Goal of the exercise:
Every record that follows should be printed verbatim.

Source data

<<<<

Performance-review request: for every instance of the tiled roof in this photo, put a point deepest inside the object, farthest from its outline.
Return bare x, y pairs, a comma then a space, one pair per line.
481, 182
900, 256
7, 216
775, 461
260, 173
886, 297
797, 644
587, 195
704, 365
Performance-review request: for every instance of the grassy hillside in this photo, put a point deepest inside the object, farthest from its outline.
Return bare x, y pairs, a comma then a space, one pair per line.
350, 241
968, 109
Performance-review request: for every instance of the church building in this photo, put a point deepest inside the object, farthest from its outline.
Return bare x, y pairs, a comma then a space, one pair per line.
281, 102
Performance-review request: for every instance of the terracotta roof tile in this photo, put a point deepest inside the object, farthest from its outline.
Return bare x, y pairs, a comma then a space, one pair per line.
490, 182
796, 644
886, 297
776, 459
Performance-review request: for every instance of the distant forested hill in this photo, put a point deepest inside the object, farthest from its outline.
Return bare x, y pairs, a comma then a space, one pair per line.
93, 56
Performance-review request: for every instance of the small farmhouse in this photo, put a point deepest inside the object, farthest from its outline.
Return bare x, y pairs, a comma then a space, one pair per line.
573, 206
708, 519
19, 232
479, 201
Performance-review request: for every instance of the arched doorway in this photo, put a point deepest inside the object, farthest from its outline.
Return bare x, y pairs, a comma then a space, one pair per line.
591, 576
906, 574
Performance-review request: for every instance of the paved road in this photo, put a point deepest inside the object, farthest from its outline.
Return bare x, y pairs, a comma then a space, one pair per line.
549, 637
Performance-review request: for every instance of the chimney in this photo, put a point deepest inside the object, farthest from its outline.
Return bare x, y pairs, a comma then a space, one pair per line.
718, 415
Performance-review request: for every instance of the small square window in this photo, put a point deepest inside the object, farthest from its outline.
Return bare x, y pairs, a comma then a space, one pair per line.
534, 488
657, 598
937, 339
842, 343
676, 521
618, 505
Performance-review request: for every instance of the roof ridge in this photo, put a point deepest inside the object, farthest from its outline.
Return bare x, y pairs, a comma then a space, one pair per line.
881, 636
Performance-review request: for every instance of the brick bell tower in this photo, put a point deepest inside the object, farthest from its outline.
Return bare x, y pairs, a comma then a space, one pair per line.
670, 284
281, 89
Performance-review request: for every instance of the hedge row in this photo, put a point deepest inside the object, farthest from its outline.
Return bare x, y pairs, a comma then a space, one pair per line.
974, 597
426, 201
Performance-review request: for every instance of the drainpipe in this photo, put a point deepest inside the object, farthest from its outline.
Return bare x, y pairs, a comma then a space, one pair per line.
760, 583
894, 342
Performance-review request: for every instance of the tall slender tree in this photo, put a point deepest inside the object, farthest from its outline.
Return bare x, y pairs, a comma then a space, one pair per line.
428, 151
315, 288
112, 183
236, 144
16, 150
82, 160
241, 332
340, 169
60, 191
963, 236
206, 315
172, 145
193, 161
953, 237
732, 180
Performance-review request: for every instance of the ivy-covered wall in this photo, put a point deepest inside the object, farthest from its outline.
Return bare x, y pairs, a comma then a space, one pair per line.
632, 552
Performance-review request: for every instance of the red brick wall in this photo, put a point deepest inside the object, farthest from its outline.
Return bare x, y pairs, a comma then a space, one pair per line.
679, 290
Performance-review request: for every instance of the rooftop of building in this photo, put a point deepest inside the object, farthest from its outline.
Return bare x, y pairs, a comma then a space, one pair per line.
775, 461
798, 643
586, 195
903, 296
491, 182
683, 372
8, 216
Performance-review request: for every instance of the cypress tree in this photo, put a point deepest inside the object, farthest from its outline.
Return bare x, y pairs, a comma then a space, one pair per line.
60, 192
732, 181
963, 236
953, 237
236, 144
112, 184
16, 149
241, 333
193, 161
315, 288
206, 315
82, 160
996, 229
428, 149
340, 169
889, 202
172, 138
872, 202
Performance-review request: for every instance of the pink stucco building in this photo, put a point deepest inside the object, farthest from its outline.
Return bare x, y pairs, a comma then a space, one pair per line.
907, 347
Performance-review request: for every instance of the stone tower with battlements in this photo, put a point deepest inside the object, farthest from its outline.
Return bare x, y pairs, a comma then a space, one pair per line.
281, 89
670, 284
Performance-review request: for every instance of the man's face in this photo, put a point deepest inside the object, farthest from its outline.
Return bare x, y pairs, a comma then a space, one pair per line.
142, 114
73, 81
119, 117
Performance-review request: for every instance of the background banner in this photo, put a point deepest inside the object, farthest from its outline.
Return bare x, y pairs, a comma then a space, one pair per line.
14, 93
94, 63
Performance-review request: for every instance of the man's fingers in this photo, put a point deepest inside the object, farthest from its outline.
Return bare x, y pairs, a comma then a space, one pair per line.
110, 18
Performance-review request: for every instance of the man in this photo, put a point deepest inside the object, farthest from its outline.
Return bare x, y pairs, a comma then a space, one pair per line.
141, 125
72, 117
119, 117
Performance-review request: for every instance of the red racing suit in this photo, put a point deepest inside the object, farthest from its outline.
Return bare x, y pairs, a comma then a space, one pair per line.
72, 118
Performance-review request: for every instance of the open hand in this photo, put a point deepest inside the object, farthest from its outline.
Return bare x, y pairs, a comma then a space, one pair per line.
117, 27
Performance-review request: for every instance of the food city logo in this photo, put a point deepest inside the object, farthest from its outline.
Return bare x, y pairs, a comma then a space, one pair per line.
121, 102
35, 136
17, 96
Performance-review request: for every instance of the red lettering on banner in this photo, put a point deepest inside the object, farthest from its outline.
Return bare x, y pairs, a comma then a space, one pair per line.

>>>>

Solution for this task:
Performance-review request: for every instance of the tiled roof in this photo, put a point deepest inside the object, farthest from its outline.
Return bare x, y pairs, a comma then a space, one pair per line.
481, 182
900, 256
7, 216
775, 461
260, 173
886, 297
797, 644
587, 195
704, 365
Performance-review request: for every instance of the grassy hillside in this photo, put a point deepest inside the object, farthest from its outline.
Return bare x, y pairs, a comma then a space, one pair per line.
350, 241
968, 109
Performance-review request: for every instance of the church building in this photo, put a point deepest inside the object, farthest from its outline.
Return bare x, y pairs, a comma then a space, one pair per line.
281, 102
Performance-review request: for every instance of the terracotta roof tile in this photo, put a point deepest inside the object, farthest from its outline.
Return bare x, y pairs, a comma then a space, one pair per line.
490, 182
796, 644
886, 297
776, 459
Performance-review request: for every instance of the distant forested hill in this photo, put a point deepest inside the object, farthest from its outline.
Return bare x, y pairs, a comma then a space, one pair per line.
93, 56
Performance-review request: for every instance of the small farmhouse in this photo, put a point deepest inside the object, farthest from its outline.
Return bare x, y pairs, a comma then a space, one pair per line.
573, 206
708, 519
19, 232
479, 201
Performance-review request: for every instance of the arched doorway in this photo, put a point deepest inside the object, farthest from its outline.
Return bare x, y pairs, a comma then a space, one pair per line.
591, 576
906, 574
Performance-review request: for every instance of the paved road in this photo, put a point deepest inside the object, farthest from its outline.
Return bare x, y pairs, a comma then a space, one pair per line.
549, 637
Performance-review request: for every instance of the chimney in this photo, put a point deepest inside the object, farthest from its outline.
Return bare x, y pairs, a comma then a space, one pair per line.
718, 415
Performance-review request: for every instance of the small square window in this photo, put a point deepest inside the object, farthest from its outline.
Return bare x, y pairs, a comma then a space, one pair per line.
534, 488
657, 598
937, 339
842, 343
676, 521
618, 505
Performance-review request: for every instance of the roof ridge in this photo, put a point deepest inside the object, farthest from its outline.
Return bare x, y pairs, a comma then a space, one pair per line.
881, 636
Performance-review request: for every instance of the brick bell tower in this photo, put a point deepest inside the object, farthest from its outline.
Return bare x, y pairs, a comma then a space, one pair per line.
670, 284
281, 89
Performance-review request: for every instance of the hedge row in this photo, put a point deepest inside the object, farthest from its outline.
Return bare x, y pairs, a comma then a space, one pair per line.
974, 597
426, 201
Performance-review request: for every instance of the drainpipe in this photo, put a point deepest inside the object, farthest from its outline.
Return bare x, y pairs, a comma then a space, one pair per line.
760, 583
894, 342
Performance-review request: for every instance of the tall slender tree in this photo, put a point deepest inside the object, farthest from its outline.
Return bare x, y pairs, a comma then a space, one pair per line.
428, 151
315, 288
112, 183
236, 144
16, 150
82, 160
241, 332
340, 169
60, 191
963, 236
206, 315
172, 145
193, 161
953, 237
732, 180
Performance-review request: for every instance of the ivy-covered wall in this photo, put a point deepest inside the object, farthest from its outline.
Return bare x, y pairs, a comma then a space, one pair per line.
632, 552
Performance-review request: for every instance of the red brick wall in this photo, put a point deepest inside the object, farthest from its outline.
Return bare x, y pairs, a comma then a space, one pair per line.
679, 290
Performance-review request: for every instance of the rooftop of building in this photo, put a point deepest inside the object, farthest from its outline.
Return bare x, y pairs, a comma then a space, one pair per line.
775, 461
798, 643
586, 195
903, 296
491, 182
683, 372
8, 216
Performance-review request: for every instance of the cypress tree in this photo, put a point deepest inside the object, farthest from its outline.
Return bare x, y pairs, a comma then a space, one pair per line.
60, 192
732, 181
963, 236
953, 237
236, 144
112, 184
16, 149
241, 333
193, 161
315, 288
206, 315
82, 160
996, 229
428, 149
340, 169
889, 202
172, 138
872, 202
Performance-review request: for every instance of the pink stucco building in this photo, put a point deepest inside the object, farthest from its outline.
Return bare x, y pairs, a comma then a space, one pair per line.
907, 347
Performance-review request: for every instance of the stone tower with battlements in this photo, put a point deepest inside the object, farthest from its outline.
Return bare x, y pairs, a comma then a space, one pair per line.
281, 89
670, 284
Performance-review request: for every instance of the man's face in this photo, put a point deepest inside the object, farthest from its outline.
Return bare x, y pairs, a comma then a space, one pair per line.
142, 114
73, 81
119, 117
Performance-review request: for every instance of the background banner in this photo, put a point deepest inside the object, farthest from its outline.
Return bare x, y pairs, a comma then a space, one pair per line.
14, 93
94, 63
Performance-review request: for every instance of the man's fingers in this photo, put a point deepest inside the object, farthest from its outline.
Return bare x, y pairs, a comma then a space, one pair per line.
110, 18
Performance-review request: for every instance of the man in this photo, put a point deepest inside the object, farthest from its outline.
Return bare x, y pairs, a comma then a space, one pair per line.
141, 125
72, 117
119, 117
Performance-review request: for every instance of the red racing suit in this photo, put a point deepest inside the object, farthest from its outline.
Return bare x, y pairs, a comma then a space, one pair per line.
72, 118
Performance-review request: for every instance of the open hand in this photo, put a point deepest inside the object, farthest from its outline.
Return bare x, y pairs, a comma then a space, one pair per line.
117, 27
Performance-review request: for every instance of the food city logo in this photo, put a point deepest inside the object, farthest from its outline.
Return bare x, y pairs, a comma then a space, one pair per line.
121, 102
35, 136
17, 96
Performance-review request: for every instance of the red lettering on banner in this photo, put a point deepest inside the object, farthest from its outline.
Return bare x, y pairs, a comma then a space, one pair per line.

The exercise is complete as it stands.